## What is required
Find the line containing "[pin] woman's face". Reproduce it and every line after it up to the end of the records, exactly as written.

*** Opening of Input for this task ***

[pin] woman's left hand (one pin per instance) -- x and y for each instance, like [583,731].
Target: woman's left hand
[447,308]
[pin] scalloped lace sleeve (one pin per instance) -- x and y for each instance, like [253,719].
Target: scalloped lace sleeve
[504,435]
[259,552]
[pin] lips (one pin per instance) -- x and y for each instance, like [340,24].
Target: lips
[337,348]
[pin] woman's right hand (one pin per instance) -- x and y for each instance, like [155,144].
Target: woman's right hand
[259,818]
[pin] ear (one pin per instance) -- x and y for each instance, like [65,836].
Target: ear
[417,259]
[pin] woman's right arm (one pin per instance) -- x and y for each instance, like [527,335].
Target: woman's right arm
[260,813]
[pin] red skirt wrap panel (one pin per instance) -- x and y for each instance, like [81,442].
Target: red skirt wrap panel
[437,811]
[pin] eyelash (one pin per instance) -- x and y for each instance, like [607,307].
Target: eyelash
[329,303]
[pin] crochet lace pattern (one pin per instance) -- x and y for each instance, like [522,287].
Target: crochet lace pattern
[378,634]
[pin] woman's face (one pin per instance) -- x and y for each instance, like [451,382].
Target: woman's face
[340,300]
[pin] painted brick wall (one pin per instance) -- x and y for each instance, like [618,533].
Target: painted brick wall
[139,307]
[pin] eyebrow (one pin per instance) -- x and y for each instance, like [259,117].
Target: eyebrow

*** Close of Input for this task ***

## Exercise result
[pin] woman's face (one pin per instance) -- x and y for each instance, like [451,382].
Target: woman's face
[340,300]
[pin] painted brick wall (one pin per instance) -- x and y for each instance, like [618,533].
Target: painted brick wall
[139,307]
[pin] eyebrow (one pin per instance) -- x and y for each instance, like [259,117].
Target: eyebrow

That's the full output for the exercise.